THE EXERCISE: Collect each line of the data below that contains the word "trump", and reproduce every such line unchanged.

MATERIAL FOR THE TASK:
-- START --

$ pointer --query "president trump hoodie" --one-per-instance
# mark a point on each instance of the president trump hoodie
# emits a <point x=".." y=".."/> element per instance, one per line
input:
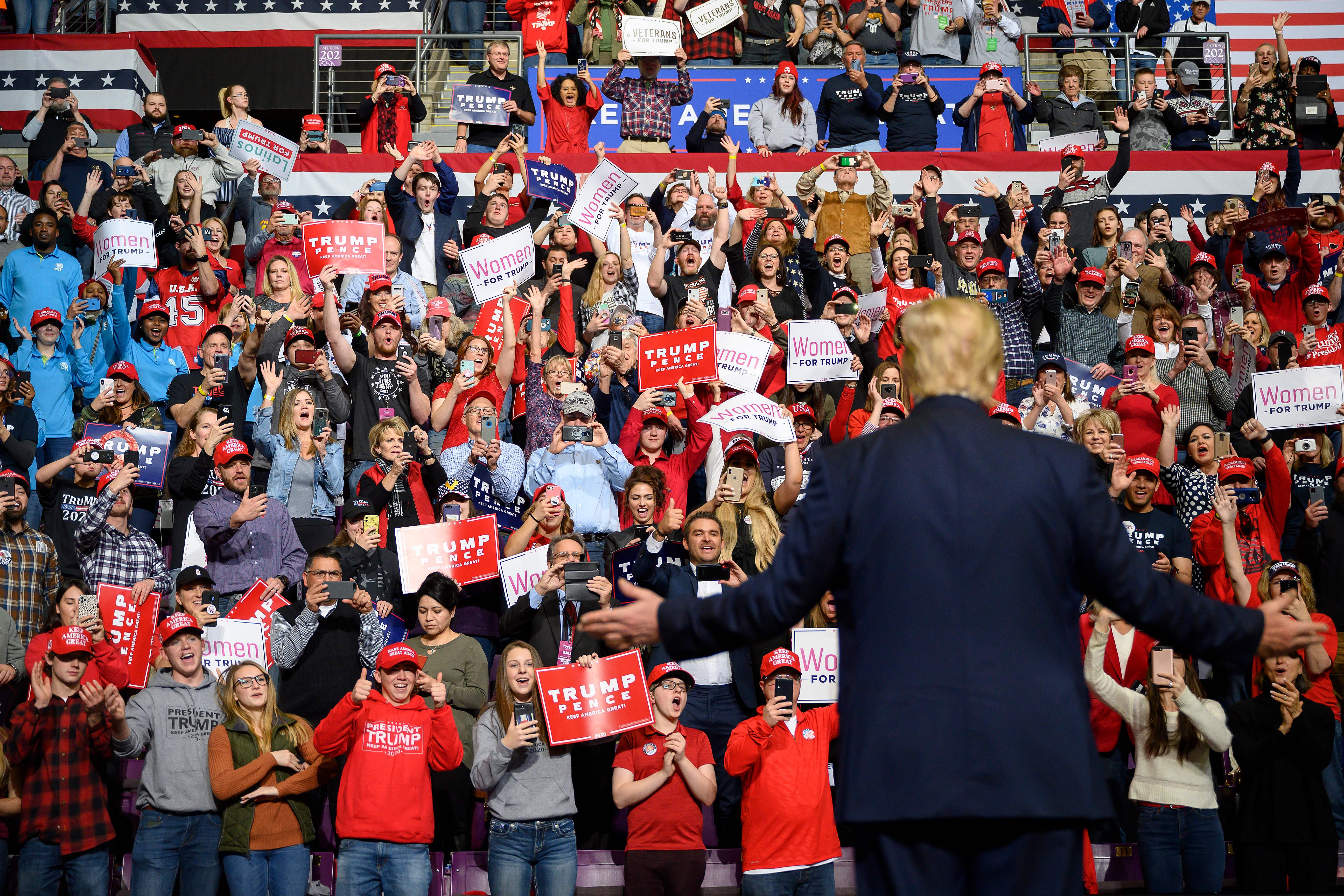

-- END --
-- START --

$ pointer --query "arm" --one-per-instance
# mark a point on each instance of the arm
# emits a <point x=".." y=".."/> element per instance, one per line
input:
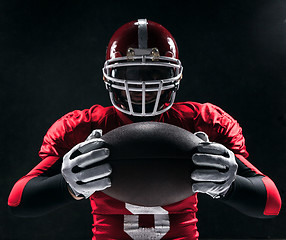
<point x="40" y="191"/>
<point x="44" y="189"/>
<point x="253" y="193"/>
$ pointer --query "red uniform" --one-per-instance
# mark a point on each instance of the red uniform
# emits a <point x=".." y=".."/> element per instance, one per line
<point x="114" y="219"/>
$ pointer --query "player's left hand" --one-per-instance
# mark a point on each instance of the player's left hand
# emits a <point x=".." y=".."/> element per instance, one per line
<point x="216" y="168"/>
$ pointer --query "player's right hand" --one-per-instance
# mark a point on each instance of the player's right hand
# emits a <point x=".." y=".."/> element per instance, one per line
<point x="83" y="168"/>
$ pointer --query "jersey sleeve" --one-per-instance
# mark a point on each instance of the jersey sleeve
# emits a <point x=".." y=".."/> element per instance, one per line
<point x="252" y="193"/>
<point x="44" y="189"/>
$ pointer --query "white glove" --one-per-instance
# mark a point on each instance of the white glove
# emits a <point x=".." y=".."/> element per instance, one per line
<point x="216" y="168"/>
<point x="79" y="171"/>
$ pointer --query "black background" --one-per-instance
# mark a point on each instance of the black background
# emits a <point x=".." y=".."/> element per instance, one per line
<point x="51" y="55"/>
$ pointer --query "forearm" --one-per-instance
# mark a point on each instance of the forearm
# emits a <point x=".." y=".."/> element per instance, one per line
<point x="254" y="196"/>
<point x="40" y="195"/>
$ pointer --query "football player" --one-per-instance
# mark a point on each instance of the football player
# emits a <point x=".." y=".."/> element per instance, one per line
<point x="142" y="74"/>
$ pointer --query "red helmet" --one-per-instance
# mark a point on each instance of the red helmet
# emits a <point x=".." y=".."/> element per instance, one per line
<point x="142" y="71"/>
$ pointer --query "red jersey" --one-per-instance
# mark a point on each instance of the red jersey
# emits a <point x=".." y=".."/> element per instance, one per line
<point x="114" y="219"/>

-- END --

RESPONSE TO THIS EXERCISE:
$ pointer --query "president trump hoodie" --one-per-instance
# mark a point on each instance of the president trump hoodie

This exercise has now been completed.